Wer darüber nachdenkt, einen weiteren Hund in die Familie aufzunehmen, tut das sicher nicht, um noch mehr Haare vom Sofa zu saugen. Und ob man bei einer Pro-Kontra-Liste objektiv bleibt, hängt wohl mehr von der eigenen Persönlichkeitsstruktur ab als von den gegebenen Lebensbedingungen. Der Wunsch nach einem weiteren Hund ist meist vor allem emotional begründet: Man möchte noch mal einen süßen Welpen aufwachsen sehen oder einem Tierschutzhund eine neue Chance geben. Es verschafft uns Menschen ein gutes Gefühl, Verantwortung für ein Lebewesen zu übernehmen und uns um dieses zu kümmern, wichtig für jemanden zu sein, geliebt zu werden. Wenn man schon mit einem einzelnen Hund viele positive Erlebnisse hat, warum sollten sich diese nicht verdoppeln oder vervielfachen lassen?
Das Zusammenleben mit mehreren Hunden kann bereichernd, genauso gut aber auch nervenaufreibend sein. Leicht werden kleine Erziehungsproblemchen durch Gruppendynamik und Stimmungsübertragung zu großen Problemen. Doch selbst damit arrangieren sich viele Mehrhundebesitzer irgendwie. Was wirklich an den Nerven zerrt, sind dagegen Spannungen und Konflikte zwischen den Hunden.

● **Vorliegende Daten**
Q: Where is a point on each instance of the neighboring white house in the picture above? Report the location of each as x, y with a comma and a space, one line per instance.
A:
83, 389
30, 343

● **Aufgabenstellung**
a. Führen Sie alles auf, was uns Menschen laut dem vorgegebenen Text ein gutes Gefühl verschafft.
b. Beantworten Sie anhand des vorgegebenen Textes folgende Fragen:
(i) Welche zwei Beispiele werden für den emotional begründeten Wunsch nach einem weiteren Hund genannt?
(ii) Wodurch werden kleine Erziehungsproblemchen leicht zu großen Problemen?
(iii) Was zerrt beim Zusammenleben mit mehreren Hunden wirklich an den Nerven?

● **Vollständige Lösungen**
a.
- Verantwortung für ein Lebewesen zu übernehmen
- sich um dieses zu kümmern
- wichtig für jemanden zu sein
- geliebt zu werden

b.
(i) Man möchte noch mal einen süßen Welpen aufwachsen sehen oder einem Tierschutzhund eine neue Chance geben.
(ii) Durch Gruppendynamik und Stimmungsübertragung.
(iii) Spannungen und Konflikte zwischen den Hunden.